Photo-based referring expression data:
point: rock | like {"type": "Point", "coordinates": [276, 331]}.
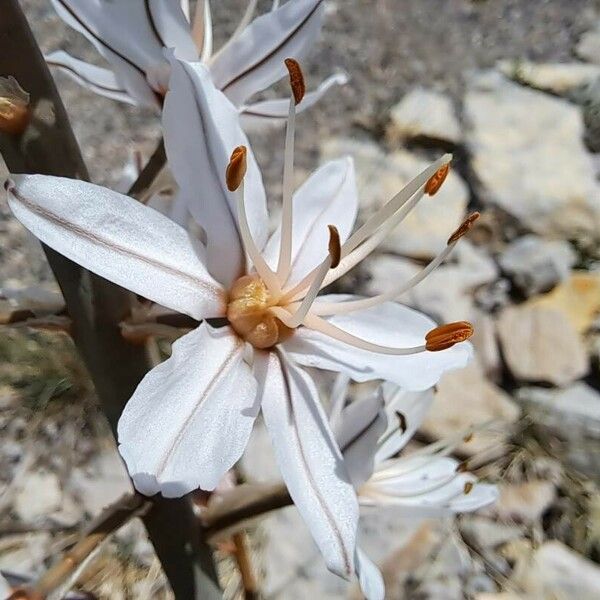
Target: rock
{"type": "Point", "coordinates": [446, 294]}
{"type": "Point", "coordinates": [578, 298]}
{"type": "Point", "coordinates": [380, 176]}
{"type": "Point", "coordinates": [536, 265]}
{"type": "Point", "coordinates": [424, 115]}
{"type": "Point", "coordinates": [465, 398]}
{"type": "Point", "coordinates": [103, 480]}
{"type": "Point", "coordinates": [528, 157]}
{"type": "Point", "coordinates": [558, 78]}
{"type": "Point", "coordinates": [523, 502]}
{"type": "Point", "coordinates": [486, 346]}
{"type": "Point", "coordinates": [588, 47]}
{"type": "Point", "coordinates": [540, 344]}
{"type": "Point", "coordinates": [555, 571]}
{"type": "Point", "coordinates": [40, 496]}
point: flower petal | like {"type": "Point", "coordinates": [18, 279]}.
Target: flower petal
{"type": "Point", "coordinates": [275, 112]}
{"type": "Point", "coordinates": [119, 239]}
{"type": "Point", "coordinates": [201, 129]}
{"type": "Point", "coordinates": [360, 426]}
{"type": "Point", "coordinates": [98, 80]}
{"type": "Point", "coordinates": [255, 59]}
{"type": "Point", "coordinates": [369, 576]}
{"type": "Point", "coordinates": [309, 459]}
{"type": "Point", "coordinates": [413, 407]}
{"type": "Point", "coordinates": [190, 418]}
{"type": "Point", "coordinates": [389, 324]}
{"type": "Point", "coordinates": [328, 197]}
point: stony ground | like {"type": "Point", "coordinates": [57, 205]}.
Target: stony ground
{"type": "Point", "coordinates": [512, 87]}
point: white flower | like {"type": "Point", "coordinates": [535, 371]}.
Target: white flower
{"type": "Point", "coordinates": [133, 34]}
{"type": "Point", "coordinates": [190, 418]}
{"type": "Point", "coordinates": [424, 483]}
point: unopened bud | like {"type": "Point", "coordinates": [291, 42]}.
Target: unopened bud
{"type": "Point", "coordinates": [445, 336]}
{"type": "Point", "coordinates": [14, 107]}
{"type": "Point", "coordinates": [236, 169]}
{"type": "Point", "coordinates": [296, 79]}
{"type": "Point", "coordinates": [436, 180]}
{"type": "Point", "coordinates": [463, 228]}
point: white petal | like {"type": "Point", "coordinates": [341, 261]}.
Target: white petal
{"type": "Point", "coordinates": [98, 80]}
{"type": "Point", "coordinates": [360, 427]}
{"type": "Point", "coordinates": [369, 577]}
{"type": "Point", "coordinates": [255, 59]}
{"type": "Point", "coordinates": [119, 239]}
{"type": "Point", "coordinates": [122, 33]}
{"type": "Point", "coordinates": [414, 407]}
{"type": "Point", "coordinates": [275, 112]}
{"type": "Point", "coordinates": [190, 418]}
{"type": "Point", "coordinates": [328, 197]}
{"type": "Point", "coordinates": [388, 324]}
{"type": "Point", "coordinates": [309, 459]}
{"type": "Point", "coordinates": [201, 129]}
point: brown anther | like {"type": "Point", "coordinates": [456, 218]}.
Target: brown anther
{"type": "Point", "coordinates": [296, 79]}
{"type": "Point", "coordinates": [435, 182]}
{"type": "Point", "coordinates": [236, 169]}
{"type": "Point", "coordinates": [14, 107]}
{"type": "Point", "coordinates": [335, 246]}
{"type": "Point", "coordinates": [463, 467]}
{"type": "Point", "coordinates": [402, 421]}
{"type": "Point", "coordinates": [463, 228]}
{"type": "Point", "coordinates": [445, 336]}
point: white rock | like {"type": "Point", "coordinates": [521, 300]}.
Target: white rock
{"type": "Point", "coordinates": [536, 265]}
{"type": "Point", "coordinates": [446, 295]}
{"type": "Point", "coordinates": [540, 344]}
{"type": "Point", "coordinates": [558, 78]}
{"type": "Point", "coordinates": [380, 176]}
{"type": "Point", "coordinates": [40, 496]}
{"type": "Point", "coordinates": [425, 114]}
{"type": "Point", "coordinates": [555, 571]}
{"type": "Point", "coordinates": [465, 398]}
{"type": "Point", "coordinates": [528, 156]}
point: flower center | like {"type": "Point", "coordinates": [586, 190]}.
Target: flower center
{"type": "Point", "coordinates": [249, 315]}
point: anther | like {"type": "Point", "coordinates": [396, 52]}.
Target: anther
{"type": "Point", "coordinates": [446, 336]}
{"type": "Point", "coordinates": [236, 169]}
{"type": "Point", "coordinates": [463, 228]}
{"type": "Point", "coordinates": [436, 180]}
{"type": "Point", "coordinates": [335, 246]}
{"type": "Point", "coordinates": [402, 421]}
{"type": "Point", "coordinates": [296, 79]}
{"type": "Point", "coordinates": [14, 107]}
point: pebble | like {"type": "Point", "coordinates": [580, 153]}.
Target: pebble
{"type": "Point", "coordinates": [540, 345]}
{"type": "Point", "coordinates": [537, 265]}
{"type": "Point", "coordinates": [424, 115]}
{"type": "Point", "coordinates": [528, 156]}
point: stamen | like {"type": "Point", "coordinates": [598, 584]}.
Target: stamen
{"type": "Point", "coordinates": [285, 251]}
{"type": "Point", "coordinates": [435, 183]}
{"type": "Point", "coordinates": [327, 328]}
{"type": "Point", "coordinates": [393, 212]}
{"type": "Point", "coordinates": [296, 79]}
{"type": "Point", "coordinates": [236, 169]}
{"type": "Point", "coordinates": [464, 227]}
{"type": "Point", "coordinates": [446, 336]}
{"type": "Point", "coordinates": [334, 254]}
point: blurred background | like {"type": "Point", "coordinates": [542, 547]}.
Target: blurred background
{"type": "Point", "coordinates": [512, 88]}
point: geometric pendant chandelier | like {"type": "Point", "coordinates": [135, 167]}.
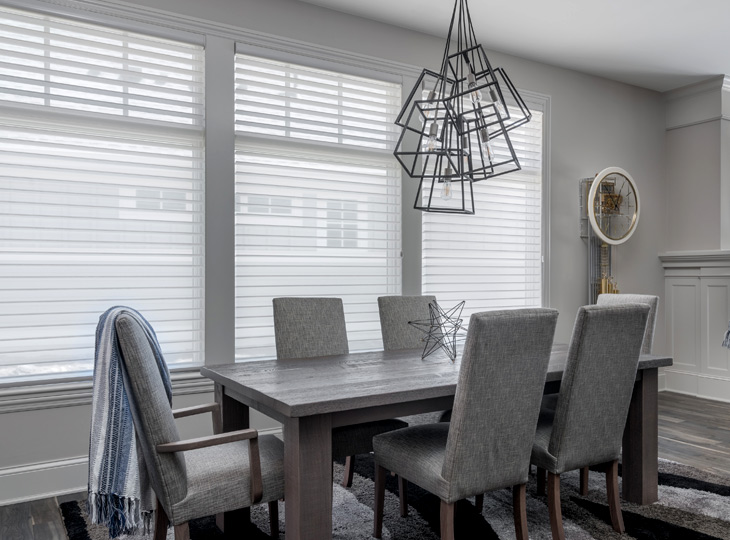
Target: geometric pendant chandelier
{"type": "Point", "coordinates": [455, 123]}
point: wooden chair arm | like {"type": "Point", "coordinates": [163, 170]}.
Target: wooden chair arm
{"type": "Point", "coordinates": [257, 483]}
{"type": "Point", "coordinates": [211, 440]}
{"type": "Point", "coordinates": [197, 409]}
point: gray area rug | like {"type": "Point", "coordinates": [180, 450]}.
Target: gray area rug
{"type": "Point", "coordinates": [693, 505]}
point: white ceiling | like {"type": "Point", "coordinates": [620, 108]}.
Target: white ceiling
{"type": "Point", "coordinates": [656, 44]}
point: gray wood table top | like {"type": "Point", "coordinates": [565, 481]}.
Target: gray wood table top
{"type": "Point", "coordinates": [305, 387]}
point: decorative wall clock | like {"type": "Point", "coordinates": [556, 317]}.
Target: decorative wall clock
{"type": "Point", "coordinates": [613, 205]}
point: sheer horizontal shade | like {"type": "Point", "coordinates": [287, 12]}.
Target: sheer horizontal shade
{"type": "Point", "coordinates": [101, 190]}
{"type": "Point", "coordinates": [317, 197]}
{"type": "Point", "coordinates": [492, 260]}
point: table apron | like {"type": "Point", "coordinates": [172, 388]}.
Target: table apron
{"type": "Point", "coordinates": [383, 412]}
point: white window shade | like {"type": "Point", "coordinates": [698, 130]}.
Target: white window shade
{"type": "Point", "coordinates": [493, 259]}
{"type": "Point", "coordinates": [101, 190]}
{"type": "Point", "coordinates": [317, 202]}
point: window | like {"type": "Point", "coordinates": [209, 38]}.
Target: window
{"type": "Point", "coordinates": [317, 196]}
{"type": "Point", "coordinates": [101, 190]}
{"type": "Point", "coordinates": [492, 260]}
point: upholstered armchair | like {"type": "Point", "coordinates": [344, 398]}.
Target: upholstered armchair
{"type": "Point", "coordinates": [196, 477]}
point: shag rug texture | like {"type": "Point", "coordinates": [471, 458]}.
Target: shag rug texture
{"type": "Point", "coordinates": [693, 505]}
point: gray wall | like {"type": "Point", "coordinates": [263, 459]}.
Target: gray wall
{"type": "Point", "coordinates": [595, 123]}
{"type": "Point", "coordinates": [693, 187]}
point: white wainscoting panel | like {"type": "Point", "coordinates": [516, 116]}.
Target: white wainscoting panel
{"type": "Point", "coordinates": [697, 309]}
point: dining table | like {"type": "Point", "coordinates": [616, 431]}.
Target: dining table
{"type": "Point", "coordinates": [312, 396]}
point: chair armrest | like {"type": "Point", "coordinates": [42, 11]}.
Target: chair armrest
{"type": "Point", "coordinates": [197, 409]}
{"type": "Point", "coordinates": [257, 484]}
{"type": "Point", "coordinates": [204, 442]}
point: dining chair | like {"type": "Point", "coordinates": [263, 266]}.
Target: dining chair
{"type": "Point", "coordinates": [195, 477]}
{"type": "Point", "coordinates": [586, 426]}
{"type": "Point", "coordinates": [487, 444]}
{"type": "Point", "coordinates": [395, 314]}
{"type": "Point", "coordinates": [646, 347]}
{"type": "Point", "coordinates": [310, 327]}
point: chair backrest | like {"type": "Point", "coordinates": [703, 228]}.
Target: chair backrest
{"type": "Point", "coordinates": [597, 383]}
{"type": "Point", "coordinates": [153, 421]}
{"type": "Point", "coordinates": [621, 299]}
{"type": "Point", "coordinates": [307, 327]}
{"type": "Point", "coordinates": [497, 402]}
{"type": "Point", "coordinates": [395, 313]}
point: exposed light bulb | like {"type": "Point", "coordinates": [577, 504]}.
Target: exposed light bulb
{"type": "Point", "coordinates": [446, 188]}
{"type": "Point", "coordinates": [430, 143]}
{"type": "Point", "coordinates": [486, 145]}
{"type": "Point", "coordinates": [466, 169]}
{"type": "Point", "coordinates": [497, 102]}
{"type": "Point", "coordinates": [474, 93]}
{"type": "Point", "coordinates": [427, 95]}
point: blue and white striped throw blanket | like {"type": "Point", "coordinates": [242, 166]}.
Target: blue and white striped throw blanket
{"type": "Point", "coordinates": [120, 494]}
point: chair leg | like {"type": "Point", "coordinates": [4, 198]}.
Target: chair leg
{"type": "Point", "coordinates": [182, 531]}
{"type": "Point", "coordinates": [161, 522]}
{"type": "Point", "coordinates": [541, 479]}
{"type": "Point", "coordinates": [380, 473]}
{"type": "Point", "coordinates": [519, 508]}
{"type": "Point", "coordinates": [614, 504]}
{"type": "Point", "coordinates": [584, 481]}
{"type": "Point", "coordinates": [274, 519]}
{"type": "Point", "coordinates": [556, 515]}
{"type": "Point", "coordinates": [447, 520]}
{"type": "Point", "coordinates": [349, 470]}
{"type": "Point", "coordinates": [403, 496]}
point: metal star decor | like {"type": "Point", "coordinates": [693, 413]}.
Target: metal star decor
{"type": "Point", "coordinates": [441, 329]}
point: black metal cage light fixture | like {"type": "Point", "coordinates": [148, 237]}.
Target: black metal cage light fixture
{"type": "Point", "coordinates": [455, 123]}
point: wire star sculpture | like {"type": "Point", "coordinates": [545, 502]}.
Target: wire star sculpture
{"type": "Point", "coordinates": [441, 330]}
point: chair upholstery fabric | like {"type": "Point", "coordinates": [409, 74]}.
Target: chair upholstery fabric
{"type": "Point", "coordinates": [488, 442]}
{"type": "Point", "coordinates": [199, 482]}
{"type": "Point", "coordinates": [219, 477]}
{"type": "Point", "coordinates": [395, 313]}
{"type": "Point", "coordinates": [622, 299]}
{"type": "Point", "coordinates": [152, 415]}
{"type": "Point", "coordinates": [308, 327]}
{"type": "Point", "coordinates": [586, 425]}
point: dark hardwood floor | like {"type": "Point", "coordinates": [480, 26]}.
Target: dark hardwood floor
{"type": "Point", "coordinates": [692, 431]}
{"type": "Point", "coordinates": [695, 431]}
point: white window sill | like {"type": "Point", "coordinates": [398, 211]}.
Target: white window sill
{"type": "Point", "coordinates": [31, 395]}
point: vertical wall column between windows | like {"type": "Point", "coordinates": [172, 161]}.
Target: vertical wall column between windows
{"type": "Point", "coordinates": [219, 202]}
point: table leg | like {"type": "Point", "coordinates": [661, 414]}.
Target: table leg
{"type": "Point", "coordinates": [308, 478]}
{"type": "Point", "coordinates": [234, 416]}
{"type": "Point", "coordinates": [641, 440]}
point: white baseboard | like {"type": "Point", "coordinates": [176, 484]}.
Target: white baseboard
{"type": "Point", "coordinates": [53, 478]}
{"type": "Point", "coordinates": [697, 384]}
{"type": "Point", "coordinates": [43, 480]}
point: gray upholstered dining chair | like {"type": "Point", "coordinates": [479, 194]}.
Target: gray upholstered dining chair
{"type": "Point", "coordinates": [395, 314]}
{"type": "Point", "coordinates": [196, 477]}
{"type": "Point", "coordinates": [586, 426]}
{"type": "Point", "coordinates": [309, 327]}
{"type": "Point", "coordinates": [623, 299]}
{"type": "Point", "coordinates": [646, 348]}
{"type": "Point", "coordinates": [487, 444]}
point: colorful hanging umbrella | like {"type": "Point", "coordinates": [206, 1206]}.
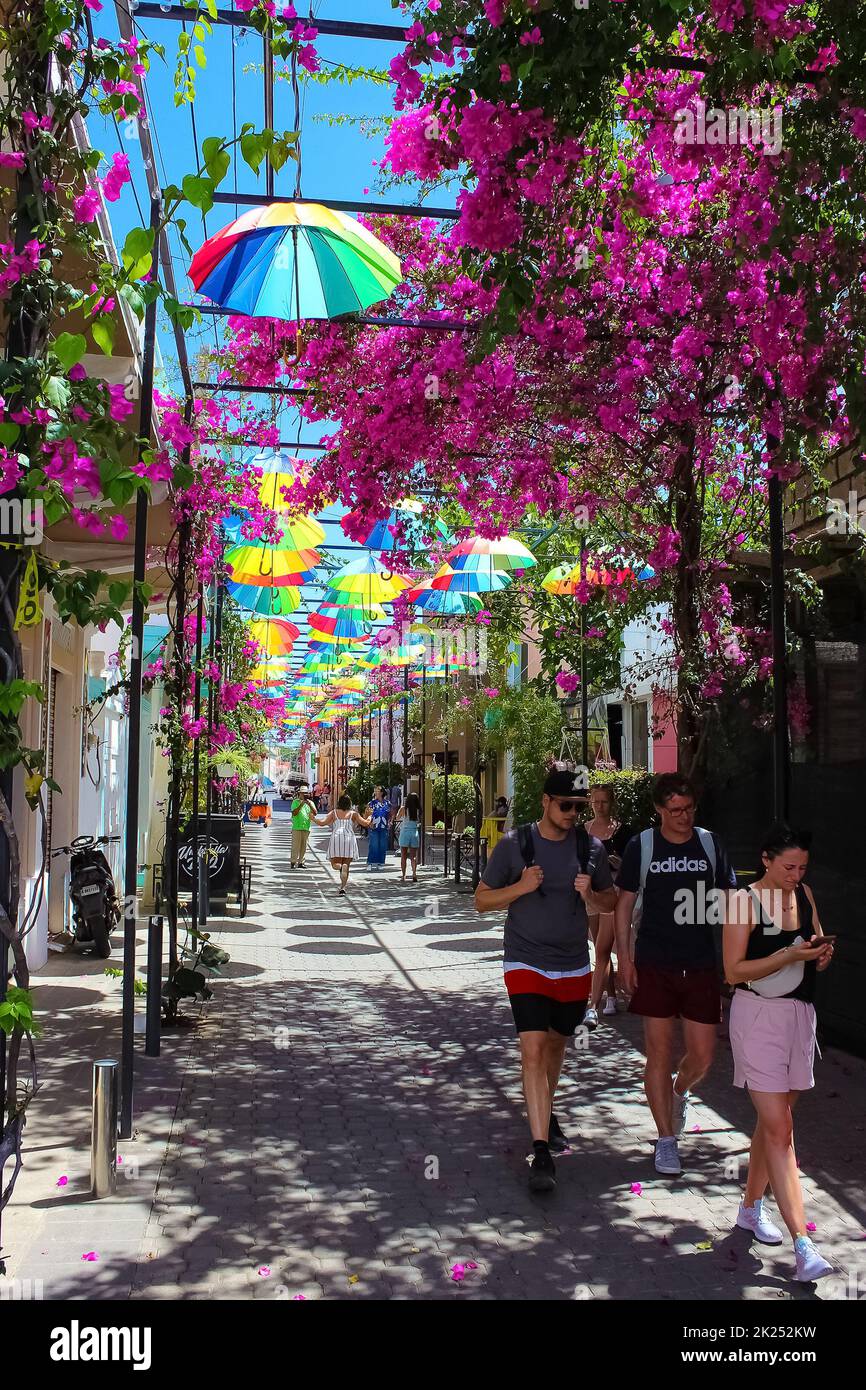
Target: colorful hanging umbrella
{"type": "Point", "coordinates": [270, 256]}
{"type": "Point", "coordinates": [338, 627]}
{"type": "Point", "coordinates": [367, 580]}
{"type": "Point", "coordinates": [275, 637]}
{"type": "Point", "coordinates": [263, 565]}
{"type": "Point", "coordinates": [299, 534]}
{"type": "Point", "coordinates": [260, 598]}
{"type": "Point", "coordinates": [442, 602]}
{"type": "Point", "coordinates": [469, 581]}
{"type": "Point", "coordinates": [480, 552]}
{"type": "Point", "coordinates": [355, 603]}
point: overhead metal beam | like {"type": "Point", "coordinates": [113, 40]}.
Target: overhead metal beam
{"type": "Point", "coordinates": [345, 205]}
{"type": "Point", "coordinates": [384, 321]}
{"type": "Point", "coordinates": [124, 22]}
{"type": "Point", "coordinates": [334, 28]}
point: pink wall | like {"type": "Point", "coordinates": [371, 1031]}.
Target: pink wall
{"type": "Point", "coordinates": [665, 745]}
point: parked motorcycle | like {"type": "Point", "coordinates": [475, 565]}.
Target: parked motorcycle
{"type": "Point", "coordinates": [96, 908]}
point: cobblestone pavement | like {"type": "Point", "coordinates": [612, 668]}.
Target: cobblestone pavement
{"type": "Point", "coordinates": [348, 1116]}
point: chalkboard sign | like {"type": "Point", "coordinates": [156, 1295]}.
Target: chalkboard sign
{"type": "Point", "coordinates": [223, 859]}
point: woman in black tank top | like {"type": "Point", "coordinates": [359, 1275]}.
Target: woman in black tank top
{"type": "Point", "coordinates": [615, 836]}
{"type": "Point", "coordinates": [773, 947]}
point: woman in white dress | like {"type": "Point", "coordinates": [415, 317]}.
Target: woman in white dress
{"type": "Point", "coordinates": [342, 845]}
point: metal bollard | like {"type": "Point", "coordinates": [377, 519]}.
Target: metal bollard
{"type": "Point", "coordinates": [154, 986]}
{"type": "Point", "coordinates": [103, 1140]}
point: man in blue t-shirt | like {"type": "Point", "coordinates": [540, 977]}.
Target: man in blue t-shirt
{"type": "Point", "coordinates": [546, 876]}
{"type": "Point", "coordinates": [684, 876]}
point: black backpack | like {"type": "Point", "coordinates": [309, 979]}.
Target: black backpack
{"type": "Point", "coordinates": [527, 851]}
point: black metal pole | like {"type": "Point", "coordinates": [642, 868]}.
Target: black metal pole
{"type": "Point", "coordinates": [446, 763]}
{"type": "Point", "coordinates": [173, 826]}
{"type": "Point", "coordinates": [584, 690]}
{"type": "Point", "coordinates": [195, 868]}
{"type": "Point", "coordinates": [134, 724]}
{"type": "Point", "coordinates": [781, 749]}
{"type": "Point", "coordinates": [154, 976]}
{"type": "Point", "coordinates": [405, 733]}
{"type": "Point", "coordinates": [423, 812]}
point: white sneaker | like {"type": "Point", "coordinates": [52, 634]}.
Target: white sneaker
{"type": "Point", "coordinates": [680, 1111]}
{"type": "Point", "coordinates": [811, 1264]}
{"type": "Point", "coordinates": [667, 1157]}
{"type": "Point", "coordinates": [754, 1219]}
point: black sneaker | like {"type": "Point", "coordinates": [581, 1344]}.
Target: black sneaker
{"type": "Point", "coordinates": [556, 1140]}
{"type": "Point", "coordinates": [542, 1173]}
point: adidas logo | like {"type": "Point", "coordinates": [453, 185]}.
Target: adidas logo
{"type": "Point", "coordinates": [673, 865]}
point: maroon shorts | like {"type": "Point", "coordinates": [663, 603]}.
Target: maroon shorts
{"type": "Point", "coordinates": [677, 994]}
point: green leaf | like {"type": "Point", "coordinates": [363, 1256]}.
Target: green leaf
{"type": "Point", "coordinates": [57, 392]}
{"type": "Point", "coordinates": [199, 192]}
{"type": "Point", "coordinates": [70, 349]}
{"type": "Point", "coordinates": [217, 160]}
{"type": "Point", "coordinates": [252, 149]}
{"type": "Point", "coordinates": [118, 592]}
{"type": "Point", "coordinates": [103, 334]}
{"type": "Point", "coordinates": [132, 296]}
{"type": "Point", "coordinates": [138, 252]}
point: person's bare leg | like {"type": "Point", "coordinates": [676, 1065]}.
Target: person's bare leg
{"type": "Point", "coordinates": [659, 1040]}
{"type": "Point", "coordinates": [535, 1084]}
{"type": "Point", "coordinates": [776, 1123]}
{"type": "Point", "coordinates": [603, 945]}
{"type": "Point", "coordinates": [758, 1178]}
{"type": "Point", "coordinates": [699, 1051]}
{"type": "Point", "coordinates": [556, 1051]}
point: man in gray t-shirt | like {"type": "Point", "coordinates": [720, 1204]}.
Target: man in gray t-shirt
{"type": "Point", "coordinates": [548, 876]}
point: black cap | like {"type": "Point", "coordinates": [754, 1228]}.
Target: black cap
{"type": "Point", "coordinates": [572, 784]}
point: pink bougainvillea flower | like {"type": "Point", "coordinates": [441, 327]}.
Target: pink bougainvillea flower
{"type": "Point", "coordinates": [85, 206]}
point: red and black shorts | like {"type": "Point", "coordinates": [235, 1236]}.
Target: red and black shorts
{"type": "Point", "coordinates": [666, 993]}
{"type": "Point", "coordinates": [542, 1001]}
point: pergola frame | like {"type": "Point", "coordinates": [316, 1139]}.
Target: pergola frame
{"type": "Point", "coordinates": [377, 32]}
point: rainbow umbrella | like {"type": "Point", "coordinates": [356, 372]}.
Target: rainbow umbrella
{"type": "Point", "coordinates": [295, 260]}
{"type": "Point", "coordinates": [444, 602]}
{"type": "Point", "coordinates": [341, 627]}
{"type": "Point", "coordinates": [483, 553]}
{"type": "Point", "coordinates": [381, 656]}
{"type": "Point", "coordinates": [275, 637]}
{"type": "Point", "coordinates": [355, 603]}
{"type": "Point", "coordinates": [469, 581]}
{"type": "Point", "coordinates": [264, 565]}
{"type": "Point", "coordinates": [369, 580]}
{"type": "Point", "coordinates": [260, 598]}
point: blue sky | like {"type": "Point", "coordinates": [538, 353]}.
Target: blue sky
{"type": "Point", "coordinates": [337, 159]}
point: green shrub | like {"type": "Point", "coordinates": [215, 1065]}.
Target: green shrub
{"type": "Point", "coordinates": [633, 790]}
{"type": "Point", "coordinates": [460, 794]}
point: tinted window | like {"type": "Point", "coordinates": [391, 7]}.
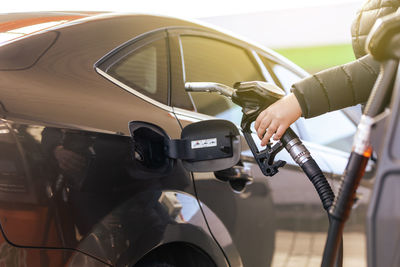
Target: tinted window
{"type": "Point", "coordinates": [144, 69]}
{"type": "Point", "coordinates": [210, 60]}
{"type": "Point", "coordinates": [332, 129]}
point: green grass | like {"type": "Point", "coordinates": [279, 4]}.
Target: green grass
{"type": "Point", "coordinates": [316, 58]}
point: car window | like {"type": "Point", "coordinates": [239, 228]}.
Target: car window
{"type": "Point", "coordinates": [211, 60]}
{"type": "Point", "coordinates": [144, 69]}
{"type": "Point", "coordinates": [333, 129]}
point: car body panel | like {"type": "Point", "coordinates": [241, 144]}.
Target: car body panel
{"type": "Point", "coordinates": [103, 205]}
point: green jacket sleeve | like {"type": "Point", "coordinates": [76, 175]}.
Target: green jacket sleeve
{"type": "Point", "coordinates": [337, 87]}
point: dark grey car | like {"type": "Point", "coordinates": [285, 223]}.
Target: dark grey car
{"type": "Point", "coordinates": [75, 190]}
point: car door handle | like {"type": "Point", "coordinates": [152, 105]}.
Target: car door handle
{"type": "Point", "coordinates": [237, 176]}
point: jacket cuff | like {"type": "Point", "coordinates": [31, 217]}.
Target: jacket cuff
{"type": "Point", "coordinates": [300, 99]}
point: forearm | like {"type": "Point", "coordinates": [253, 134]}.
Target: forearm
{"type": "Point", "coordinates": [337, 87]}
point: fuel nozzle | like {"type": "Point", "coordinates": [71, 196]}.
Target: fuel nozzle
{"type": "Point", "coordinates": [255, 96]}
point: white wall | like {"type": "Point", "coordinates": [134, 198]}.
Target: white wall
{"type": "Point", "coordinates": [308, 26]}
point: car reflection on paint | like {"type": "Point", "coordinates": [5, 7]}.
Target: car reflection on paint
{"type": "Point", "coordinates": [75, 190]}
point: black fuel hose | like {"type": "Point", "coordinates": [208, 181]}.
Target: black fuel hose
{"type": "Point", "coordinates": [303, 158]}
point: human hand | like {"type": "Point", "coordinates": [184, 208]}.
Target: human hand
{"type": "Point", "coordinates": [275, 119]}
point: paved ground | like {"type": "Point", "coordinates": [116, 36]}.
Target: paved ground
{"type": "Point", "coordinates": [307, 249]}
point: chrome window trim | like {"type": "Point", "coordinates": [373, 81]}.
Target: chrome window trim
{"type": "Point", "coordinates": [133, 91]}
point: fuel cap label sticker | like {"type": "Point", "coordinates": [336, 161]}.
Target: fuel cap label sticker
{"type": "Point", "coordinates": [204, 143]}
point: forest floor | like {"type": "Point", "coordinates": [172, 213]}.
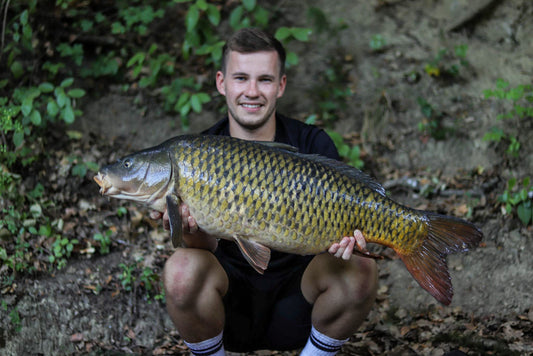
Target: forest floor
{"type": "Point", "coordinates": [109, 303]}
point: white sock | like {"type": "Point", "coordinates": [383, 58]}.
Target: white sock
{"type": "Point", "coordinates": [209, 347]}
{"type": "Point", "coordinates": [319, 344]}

◆ **EXERCISE**
After locating the line holding "point: gray wood" above, output exactly that line and every line after it through the line holding "point: sheer horizontal". Include nothing else.

◆ **WRITTEN ANSWER**
point: gray wood table top | like {"type": "Point", "coordinates": [565, 481]}.
Target: gray wood table top
{"type": "Point", "coordinates": [305, 387]}
point: decorative wall clock | like {"type": "Point", "coordinates": [556, 317]}.
Target: decorative wall clock
{"type": "Point", "coordinates": [613, 205]}
point: sheer horizontal shade | like {"type": "Point", "coordinates": [287, 12]}.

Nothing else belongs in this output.